##### MATERIAL FOR THIS EXERCISE
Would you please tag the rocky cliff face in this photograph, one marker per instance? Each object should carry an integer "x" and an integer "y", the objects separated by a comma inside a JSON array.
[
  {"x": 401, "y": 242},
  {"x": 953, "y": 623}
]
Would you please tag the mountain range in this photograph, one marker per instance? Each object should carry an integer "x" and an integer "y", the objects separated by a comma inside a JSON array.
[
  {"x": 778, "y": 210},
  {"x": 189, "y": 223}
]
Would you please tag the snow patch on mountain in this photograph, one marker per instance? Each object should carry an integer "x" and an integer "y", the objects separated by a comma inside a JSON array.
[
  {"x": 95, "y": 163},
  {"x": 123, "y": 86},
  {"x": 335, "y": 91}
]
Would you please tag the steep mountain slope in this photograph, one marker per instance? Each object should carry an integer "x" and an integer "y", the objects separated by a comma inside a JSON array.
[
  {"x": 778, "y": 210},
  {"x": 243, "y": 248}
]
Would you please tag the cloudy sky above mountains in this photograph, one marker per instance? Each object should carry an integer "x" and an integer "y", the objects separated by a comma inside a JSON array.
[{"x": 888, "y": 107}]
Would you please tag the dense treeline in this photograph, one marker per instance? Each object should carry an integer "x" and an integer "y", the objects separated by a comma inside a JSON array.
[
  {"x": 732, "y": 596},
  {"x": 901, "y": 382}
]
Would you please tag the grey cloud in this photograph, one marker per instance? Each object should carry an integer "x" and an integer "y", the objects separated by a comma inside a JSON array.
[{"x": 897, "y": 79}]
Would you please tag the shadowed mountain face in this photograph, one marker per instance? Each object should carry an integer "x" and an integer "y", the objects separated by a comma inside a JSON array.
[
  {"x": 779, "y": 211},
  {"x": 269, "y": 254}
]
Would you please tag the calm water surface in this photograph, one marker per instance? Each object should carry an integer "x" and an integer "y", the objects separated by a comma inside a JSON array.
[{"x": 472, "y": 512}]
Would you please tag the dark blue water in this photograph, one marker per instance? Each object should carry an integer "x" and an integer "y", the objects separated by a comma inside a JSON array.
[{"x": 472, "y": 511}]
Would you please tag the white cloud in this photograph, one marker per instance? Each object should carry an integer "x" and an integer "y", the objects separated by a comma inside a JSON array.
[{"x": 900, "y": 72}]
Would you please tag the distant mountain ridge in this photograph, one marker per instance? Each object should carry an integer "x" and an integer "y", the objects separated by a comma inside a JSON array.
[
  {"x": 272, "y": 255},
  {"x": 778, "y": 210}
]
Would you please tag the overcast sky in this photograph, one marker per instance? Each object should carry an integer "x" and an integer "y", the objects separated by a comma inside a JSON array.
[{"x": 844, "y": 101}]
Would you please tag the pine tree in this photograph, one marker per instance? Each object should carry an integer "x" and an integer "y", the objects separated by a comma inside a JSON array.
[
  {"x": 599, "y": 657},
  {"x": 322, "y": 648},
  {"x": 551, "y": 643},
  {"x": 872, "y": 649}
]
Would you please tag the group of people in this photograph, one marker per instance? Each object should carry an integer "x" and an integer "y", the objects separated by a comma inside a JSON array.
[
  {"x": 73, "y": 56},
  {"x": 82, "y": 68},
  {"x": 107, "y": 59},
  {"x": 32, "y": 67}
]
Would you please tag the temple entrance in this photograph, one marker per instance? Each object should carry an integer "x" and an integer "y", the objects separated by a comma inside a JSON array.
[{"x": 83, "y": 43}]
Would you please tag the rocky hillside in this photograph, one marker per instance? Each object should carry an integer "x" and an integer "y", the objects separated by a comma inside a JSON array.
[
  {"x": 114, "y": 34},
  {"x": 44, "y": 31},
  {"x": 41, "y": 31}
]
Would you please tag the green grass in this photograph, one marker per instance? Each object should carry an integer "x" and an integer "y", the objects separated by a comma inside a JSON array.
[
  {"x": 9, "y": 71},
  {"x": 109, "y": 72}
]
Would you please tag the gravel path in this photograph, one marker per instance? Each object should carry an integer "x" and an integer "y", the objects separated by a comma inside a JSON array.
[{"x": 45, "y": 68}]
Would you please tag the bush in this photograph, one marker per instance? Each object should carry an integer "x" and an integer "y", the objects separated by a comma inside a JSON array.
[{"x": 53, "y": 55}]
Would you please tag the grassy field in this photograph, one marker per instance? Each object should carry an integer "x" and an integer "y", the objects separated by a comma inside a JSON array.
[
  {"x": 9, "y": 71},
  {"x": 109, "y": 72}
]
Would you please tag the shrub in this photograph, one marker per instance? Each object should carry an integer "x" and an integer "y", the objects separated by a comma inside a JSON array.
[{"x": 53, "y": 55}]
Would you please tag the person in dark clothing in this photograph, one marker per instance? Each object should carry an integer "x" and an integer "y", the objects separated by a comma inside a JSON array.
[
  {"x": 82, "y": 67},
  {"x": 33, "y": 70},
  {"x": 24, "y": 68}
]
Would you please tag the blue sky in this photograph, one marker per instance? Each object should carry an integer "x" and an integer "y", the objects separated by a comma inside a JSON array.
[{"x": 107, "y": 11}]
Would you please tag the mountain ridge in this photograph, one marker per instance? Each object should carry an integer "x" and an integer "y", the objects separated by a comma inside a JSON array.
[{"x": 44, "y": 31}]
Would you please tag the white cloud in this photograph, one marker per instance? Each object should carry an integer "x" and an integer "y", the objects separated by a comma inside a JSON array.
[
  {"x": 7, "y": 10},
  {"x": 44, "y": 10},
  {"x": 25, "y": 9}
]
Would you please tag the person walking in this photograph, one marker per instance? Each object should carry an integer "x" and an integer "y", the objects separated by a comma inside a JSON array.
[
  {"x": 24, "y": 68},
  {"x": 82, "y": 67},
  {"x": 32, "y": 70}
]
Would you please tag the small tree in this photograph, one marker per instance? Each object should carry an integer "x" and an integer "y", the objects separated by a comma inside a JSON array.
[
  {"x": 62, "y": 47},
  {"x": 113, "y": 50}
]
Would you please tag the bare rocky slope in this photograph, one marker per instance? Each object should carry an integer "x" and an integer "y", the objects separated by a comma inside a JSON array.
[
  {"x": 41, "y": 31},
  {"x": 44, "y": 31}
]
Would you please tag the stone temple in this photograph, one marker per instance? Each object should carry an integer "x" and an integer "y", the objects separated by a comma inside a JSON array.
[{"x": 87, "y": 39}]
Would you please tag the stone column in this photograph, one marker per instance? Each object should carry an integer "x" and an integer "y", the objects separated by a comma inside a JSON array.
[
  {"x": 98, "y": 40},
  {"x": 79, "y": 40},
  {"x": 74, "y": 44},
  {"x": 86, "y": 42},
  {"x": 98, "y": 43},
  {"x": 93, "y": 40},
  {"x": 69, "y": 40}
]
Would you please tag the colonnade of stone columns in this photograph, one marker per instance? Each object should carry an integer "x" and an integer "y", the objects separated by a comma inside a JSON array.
##########
TASK DIRECTIONS ->
Your task is to repeat the data exactly; please include every line.

YOUR RESPONSE ->
Would you please tag the rocky cliff face in this photograph, one marker per instance? Each object should carry an integer "x" and an integer "y", the objects separated by a comma inside a JSON array.
[
  {"x": 401, "y": 242},
  {"x": 953, "y": 623}
]
Would you please tag the mountain range in this photograph, one marker per instance? Each object should carry an integer "x" and an integer "y", the objects separated by a comma inside a JSON array.
[
  {"x": 778, "y": 210},
  {"x": 189, "y": 223}
]
Would you please tag the snow patch on mountain in this photograph, one marker per instance? Each object should carry an integer "x" and an integer "y", the objects separated by a comma inside a JSON array.
[
  {"x": 95, "y": 163},
  {"x": 123, "y": 86},
  {"x": 335, "y": 91}
]
Would you please tag the steep mountain slope in this photograph, one marker per instance? Each object should carry an integer "x" and an integer "y", the objects separated by a comma inside a JSON array.
[
  {"x": 778, "y": 210},
  {"x": 243, "y": 248}
]
Would you please tag the cloudy sky above mountains in this photograph, one marker per instance? Each object should carry an integer "x" and an integer "y", the objects separated by a comma inside a JSON array.
[{"x": 888, "y": 107}]
Would you please tag the dense treeline in this photograph, one marker per instance? Each object should carry an integer "x" and an integer "y", the objects separated by a comma inside a JSON array.
[
  {"x": 732, "y": 596},
  {"x": 901, "y": 382}
]
Would you please tag the grey cloud in this photograph, one marker per instance? Each object should carry an integer "x" and an integer "y", the objects separated by a comma inside a JSON array.
[{"x": 897, "y": 79}]
Would you please tag the shadowed mountain face in this photograph, one marker per instance? Each object should carry an integer "x" and an integer "y", the objects separated by a comma inside a JSON array.
[
  {"x": 779, "y": 211},
  {"x": 269, "y": 254}
]
Would you please tag the calm water surface in this photograph, one marker per instance? Each object should carry an integer "x" and an integer "y", the objects separated by a comma inside a JSON array.
[{"x": 472, "y": 512}]
Would you please tag the dark blue water in this photograph, one marker per instance? Each object should carry an integer "x" and an integer "y", the objects separated by a comma inside a JSON array.
[{"x": 472, "y": 511}]
Would you please tag the white cloud in this photograph, one marker per instance? Each object should carry an integer "x" and an integer "y", the objects separated by a comma inside a JSON array.
[{"x": 900, "y": 72}]
Would you please tag the distant mountain ridge in this photograph, one marker per instance? Each object should carry an integer "x" and an integer "y", the objects separated by a comma inside a JSON array.
[
  {"x": 272, "y": 255},
  {"x": 778, "y": 210}
]
Would you please tag the overcast sky in this photograph, one marker per instance? Each object should carry an integer "x" and an integer "y", the objects separated by a comma inside a JSON array.
[{"x": 844, "y": 101}]
Would you please tag the pine tree in this photograph, one marker per instance? Each object should carry an integer "x" and an integer "y", the objects separated by a comma inside a JSON array.
[
  {"x": 599, "y": 657},
  {"x": 322, "y": 648},
  {"x": 551, "y": 643},
  {"x": 872, "y": 649}
]
Would you please tag the group of people in this photograph, one marker per instance? Each object should carry an integer "x" and an integer "y", the objects separated by a comma inside a JSON array.
[
  {"x": 73, "y": 56},
  {"x": 82, "y": 68},
  {"x": 107, "y": 59},
  {"x": 32, "y": 67}
]
Would you please tag the temple entrance in this photograph, one marker per instance? Each object should carry an integer "x" and an integer "y", the objects separated by a comma inside a JSON array.
[{"x": 83, "y": 43}]
Would you please tag the rocky hillside in this photograph, one marker per instance? Each object should carry an integer "x" and an integer "y", the objects separated by a comma inside a JSON array.
[
  {"x": 114, "y": 34},
  {"x": 44, "y": 31},
  {"x": 41, "y": 31}
]
Would you please tag the green grass in this photograph, one marker per instance? Each object should carry an integer "x" and an integer "y", the objects separated by a comma inside a JSON array.
[
  {"x": 9, "y": 71},
  {"x": 109, "y": 72}
]
Would you please tag the gravel path in this photograph, one marker per instance? Each object should carry an integer "x" and an integer "y", the objects separated by a comma inside a JSON array.
[{"x": 45, "y": 68}]
Would you please tag the bush in this photograph, one marker per instance? Each object should carry an integer "x" and an integer "y", the objects separated by a comma inside a JSON array.
[{"x": 53, "y": 55}]
Would you please tag the grassy field in this photograph, one marker per instance? Each object should carry an integer "x" and an integer "y", the objects separated by a comma inside a JSON array.
[
  {"x": 9, "y": 71},
  {"x": 109, "y": 72}
]
Would you please tag the shrub in this photograph, one marker per instance? Each object should carry an integer "x" and an integer "y", the objects separated by a comma inside a JSON array.
[{"x": 53, "y": 55}]
Would you please tag the person in dark clothing in this photograph, one marker per instance? Each object should carry an integer "x" and an integer "y", the objects separated by a comma inside a JSON array.
[
  {"x": 82, "y": 67},
  {"x": 33, "y": 70},
  {"x": 24, "y": 68}
]
Would you please tag the blue sky in this photograph, one marker per instance? Each object should carry an integer "x" and an integer "y", the objects separated by a comma inside a JSON array.
[{"x": 107, "y": 11}]
Would you please tag the mountain ridge in this photograph, one marker per instance? Each object should carry an integer "x" and an integer "y", the objects separated by a comma inside a JSON array.
[{"x": 44, "y": 31}]
Would you please tag the white cloud in this photograph, one marker per instance? Each object should carry an integer "x" and an integer "y", the objects separated by a comma inside a JSON array.
[
  {"x": 7, "y": 10},
  {"x": 44, "y": 10},
  {"x": 25, "y": 9}
]
Would you please tag the person walking in this photograph, one marker per instance? Each object should carry an integer "x" and an integer "y", the objects separated by a comma inside a JSON array.
[
  {"x": 24, "y": 68},
  {"x": 82, "y": 67},
  {"x": 32, "y": 70}
]
Would you please tag the small tree in this photograph, one marker per instance? Each object should carry an integer "x" and an integer "y", the objects separated by a comma inside a JSON array.
[
  {"x": 62, "y": 47},
  {"x": 113, "y": 50}
]
Would you please tag the bare rocky slope in this photograph, one marker per instance? Each object should carry an integer "x" and an integer "y", the objects separated by a comma inside a JSON array.
[
  {"x": 41, "y": 31},
  {"x": 44, "y": 31}
]
Would you please tag the stone temple in this photograph, one marker per instance? Each object should carry an integer "x" and an integer "y", the objects separated by a comma inside a JSON array.
[{"x": 87, "y": 39}]
Would you please tag the stone column in this photograph, one marker per instance? Each object should carry an integer "x" and an integer "y", the objects separated by a comma inside a JSON array.
[
  {"x": 98, "y": 40},
  {"x": 79, "y": 40},
  {"x": 74, "y": 44},
  {"x": 86, "y": 42},
  {"x": 98, "y": 43},
  {"x": 93, "y": 40},
  {"x": 69, "y": 40}
]
Would you please tag the colonnade of stone columns in this photograph, one marker per instance? Each object should carry an integer "x" and an integer "y", the objects separated by a comma inside a JSON array.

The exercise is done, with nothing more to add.